Record extracts:

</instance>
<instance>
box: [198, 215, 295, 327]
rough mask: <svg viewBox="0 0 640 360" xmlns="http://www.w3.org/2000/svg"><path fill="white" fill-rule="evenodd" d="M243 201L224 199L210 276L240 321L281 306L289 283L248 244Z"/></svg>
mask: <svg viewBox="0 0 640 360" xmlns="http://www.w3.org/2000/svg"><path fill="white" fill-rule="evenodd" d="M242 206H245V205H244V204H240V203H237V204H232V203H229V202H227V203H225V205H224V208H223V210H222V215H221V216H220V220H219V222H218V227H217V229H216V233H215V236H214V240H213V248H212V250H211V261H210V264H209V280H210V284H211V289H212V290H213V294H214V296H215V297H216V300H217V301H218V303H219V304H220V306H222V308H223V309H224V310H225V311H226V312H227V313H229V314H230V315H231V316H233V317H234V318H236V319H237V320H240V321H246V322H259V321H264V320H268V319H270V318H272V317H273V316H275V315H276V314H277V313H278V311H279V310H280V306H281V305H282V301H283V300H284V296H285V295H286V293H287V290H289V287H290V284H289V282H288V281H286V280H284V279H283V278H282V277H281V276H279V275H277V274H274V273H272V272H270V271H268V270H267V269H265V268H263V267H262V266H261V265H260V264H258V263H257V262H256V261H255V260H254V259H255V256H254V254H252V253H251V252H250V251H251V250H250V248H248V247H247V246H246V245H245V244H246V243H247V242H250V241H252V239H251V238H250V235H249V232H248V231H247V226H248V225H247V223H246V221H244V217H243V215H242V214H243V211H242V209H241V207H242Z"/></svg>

...

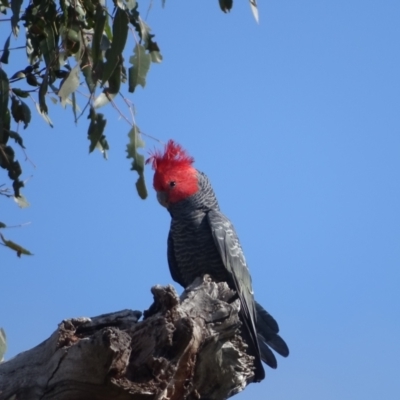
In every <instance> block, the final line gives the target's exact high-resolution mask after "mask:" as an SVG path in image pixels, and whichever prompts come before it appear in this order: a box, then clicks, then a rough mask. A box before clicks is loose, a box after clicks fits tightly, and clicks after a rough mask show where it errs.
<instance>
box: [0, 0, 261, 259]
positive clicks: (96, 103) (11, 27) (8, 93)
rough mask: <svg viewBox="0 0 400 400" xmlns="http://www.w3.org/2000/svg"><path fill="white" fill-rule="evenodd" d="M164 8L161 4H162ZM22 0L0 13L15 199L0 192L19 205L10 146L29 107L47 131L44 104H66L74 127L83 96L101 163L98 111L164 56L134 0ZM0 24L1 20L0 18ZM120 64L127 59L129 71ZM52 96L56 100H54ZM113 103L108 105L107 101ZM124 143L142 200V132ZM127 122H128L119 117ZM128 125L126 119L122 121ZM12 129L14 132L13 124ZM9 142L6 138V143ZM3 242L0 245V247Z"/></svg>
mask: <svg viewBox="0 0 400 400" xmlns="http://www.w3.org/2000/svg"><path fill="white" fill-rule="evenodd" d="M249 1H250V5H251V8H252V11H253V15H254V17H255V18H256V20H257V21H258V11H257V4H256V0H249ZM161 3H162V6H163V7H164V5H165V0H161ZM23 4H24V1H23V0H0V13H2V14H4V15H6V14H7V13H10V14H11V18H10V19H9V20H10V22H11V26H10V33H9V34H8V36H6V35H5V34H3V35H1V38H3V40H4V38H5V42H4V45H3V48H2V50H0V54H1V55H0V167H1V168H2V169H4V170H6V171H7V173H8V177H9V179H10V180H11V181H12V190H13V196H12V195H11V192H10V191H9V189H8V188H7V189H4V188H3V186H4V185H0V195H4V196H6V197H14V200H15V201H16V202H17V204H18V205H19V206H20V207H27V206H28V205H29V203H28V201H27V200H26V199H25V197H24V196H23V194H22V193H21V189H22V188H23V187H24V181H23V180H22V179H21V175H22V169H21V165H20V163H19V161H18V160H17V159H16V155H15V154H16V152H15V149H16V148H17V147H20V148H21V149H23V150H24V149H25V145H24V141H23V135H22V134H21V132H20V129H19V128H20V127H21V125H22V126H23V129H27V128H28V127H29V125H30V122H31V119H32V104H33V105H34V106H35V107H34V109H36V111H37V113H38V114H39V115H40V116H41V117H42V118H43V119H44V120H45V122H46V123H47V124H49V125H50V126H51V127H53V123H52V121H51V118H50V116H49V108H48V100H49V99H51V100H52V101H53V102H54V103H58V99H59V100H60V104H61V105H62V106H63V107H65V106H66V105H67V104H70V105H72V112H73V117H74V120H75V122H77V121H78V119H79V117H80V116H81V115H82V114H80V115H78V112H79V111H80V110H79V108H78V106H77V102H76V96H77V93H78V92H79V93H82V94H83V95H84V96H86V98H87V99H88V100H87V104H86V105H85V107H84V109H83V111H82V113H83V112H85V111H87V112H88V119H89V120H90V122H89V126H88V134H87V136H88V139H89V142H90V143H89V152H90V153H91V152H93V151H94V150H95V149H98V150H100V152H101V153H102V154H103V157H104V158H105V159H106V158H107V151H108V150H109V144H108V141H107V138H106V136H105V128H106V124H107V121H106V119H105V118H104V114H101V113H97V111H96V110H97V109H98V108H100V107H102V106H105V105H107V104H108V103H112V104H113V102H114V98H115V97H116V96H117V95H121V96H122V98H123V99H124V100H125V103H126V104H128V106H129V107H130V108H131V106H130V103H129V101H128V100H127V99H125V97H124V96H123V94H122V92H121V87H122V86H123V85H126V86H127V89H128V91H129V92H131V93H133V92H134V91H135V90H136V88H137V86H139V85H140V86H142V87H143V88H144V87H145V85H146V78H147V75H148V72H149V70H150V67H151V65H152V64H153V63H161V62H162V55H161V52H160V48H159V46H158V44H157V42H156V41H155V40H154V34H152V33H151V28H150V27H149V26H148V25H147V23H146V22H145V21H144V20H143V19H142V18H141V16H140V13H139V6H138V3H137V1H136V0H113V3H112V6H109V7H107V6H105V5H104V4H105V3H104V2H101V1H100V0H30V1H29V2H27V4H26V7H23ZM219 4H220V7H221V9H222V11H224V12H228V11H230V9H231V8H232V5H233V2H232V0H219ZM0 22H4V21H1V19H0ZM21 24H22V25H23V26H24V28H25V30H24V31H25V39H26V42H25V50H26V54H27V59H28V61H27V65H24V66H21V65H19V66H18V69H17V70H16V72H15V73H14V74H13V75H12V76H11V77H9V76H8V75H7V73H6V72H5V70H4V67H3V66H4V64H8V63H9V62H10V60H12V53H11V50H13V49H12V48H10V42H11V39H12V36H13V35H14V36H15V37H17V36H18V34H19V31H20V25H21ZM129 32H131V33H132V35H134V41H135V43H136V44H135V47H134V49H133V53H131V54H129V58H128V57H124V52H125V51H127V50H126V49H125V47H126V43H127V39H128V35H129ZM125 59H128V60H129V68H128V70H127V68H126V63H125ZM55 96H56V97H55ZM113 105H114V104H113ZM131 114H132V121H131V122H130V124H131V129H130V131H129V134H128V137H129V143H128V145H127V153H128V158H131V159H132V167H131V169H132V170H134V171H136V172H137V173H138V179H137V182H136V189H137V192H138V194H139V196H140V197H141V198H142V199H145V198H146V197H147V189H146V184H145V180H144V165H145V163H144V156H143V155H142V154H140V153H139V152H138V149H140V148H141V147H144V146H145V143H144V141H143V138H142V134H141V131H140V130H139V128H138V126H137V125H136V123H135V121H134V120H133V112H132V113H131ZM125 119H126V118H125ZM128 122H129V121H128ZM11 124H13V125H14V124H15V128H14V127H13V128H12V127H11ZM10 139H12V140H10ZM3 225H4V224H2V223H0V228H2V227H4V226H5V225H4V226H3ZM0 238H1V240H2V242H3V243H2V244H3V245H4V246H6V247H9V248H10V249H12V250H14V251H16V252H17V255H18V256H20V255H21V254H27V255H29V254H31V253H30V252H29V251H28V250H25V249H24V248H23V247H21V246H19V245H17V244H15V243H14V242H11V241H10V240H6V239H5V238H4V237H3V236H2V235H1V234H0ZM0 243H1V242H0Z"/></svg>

==

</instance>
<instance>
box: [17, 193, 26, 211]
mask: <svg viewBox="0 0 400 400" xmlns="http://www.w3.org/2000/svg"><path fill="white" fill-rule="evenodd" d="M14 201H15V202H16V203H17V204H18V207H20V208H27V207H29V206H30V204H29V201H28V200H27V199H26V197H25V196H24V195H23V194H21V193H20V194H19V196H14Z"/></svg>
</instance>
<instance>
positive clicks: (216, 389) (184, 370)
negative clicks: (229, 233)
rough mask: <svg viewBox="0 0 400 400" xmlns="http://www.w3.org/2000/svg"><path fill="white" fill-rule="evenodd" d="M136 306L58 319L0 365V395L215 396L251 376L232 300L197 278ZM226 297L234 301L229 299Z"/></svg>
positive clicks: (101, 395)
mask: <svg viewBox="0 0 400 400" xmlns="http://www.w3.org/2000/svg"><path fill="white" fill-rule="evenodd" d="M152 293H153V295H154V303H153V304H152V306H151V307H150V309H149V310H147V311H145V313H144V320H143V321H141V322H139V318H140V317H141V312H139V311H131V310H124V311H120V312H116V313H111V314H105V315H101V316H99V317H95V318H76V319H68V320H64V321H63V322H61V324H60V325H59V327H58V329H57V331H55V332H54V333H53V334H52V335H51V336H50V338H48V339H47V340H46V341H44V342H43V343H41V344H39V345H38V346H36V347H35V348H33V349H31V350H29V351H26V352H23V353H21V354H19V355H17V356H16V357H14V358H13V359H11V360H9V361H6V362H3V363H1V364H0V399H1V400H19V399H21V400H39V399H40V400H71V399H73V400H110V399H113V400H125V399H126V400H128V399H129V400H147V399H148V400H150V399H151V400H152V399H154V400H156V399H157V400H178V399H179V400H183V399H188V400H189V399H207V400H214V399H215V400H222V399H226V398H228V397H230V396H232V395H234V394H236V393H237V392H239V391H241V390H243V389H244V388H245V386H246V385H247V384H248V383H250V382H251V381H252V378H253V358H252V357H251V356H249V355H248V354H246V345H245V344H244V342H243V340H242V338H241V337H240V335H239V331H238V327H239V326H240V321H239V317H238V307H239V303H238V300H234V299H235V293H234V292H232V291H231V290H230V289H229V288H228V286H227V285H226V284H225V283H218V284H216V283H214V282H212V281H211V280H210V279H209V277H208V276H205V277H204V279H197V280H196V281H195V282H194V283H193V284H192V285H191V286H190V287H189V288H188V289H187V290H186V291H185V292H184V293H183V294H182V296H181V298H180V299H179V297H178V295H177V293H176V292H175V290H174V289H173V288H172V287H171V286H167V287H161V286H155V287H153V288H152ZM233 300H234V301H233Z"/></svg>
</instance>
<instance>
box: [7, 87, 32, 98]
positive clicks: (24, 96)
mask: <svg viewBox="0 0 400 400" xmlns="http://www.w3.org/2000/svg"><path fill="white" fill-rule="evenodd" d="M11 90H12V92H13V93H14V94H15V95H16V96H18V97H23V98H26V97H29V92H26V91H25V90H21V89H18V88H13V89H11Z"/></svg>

Task to carry out: Reproduce the records from the line with "In every <instance>" to the line with "positive clicks: (96, 103) (11, 27) (8, 93)", swapping "box" for "bounding box" everywhere it occurs and keeping everything else unchanged.

Exercise response:
In every <instance> block, the final line gives the target's exact high-resolution mask after "mask:" as an SVG path in image pixels, and whichever prompts come before it appear in this order: a bounding box, then clicks, then a rough mask. A bounding box before clicks is loose, a bounding box after clicks fits tightly, and clicks after a rough mask show where it errs.
<instance>
bounding box: [0, 0, 261, 259]
positive clicks: (96, 103) (11, 27) (8, 93)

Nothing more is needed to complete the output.